Con espíritu de fábula y atmósfera de realismo mágico Alice Rohrwacher es una de las directoras que mejor ha casado el característico neorrealismo italiano que creó escuela en una época con la fascinación por la tierra, la tradición, la música, el baile y el amor. "La quimera" no hace más que asentar un sello propio tan soñador y necesario como inconfundible e imprescindible. A sus 43 años Alice Rohrwacher ofrece una estética definitoria no carente de existencialismo, humanidad y sensibilidad conectando al hombre con la naturaleza así como con el arte como nexo de unión y de razón de ser entre el pasado y el presente, entre la vida y la muerte.

“La quimera” habla de personajes en relación con su entorno y de memoria enterrada que merece ser compartida y enseñada a un mundo ciego y cerril que más que aprender a apreciarla lo que hace es sacar partido. Alice Rohrwacher es la más fiel depositaria de la herencia de la gran tradición italiana terrenal y humanista de Pier Paolo Pasolini, Ermanno Olmi o los hermanos Taviani dando dignidad a la derrota, reivindicando la resiliencia de los oprimidos, conectando con el mundo de vida rural y entrelazando lo auténtico con lo onírico a través de una memoria construida por las huellas (tanto en rastros como en restos) del pasado reflexionando también sobre el sentido de la propiedad y el hecho de a quien pertenece una casa, una tierra o un tesoro descubierto que unos roban para luego servir en bandeja a los de siempre, los que tienen dinero y poder.

Cine a través de simbologías y metáforas que, desde el realismo abraza lo poético y lo fantástico, demuestran el poder del mismo en el que la directora exhuma sobre la tierra la tradición del pasado para acercarla al espectador del presente abrazando tanto el neorrealismo como el barroquismo esperpéntico felliniano logrando que ambos estilos no colisionen y hermanándolo de manera orgánica. No sólo haciendo un tipo de cine propio de los directores mencionados sino para dar rienda suelta a una libertad creativa que habla de lo más puro y de la esencia en época de banalidad, postureo y mercantilismo aprovechándose de lo real y lo onírico, lo terrenal y lo espiritual, las tradiciones y las canciones populares, lo carnavalesco y el peso del pasado deambulando entre la finitud del tiempo y que polvos somos y en polvo nos convertiremos.

Fragmentos de datos de señalamiento
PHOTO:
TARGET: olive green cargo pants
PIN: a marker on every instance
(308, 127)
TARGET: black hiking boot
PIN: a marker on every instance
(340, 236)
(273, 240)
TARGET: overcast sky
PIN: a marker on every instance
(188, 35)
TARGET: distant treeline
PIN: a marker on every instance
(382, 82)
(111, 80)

---

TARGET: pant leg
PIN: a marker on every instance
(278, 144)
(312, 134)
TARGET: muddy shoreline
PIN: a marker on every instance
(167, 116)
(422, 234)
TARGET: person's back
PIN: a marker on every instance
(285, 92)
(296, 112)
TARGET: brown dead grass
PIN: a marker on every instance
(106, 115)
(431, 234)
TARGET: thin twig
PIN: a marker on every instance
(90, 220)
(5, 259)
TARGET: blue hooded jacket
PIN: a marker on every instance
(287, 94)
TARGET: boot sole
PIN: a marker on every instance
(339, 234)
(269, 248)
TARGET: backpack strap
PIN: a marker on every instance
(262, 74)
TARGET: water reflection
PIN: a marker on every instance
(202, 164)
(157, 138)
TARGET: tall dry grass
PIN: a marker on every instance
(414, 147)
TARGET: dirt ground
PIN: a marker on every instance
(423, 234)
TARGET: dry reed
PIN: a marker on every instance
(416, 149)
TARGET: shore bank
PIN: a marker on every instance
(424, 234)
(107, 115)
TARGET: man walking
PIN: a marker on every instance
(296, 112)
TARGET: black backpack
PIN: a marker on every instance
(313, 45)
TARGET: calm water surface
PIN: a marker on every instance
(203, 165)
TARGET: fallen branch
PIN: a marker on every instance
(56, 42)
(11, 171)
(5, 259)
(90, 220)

**QUÉ HACER**.
1) Di si cada afirmación está de acuerdo con la reseña sobre «La quimera». Contesta sí o no y copia tal cual las palabras de la reseña que lo deciden.
(a) Alice Rohrwacher tiene 43 años.
(b) En la película chocan el neorrealismo y el estilo de Fellini.
(c) La película se centra en el mundo de la ciudad.
2) Saca de la reseña sobre «La quimera» el trozo que va de "Con espíritu de" a "y la muerte.", los dos incluidos.
Para responder, usa solo la reseña sobre «La quimera».

**PROBLEMAS RESUELTOS**.
1)
(a) Sí: "A sus 43 años Alice Rohrwacher ofrece una estética definitoria".
(b) No: "logrando que ambos estilos no colisionen".
(c) No: "conectando con el mundo de vida rural".

2)
Con espíritu de fábula y atmósfera de realismo mágico Alice Rohrwacher es una de las directoras que mejor ha casado el característico neorrealismo italiano que creó escuela en una época con la fascinación por la tierra, la tradición, la música, el baile y el amor. "La quimera" no hace más que asentar un sello propio tan soñador y necesario como inconfundible e imprescindible. A sus 43 años Alice Rohrwacher ofrece una estética definitoria no carente de existencialismo, humanidad y sensibilidad conectando al hombre con la naturaleza así como con el arte como nexo de unión y de razón de ser entre el pasado y el presente, entre la vida y la muerte.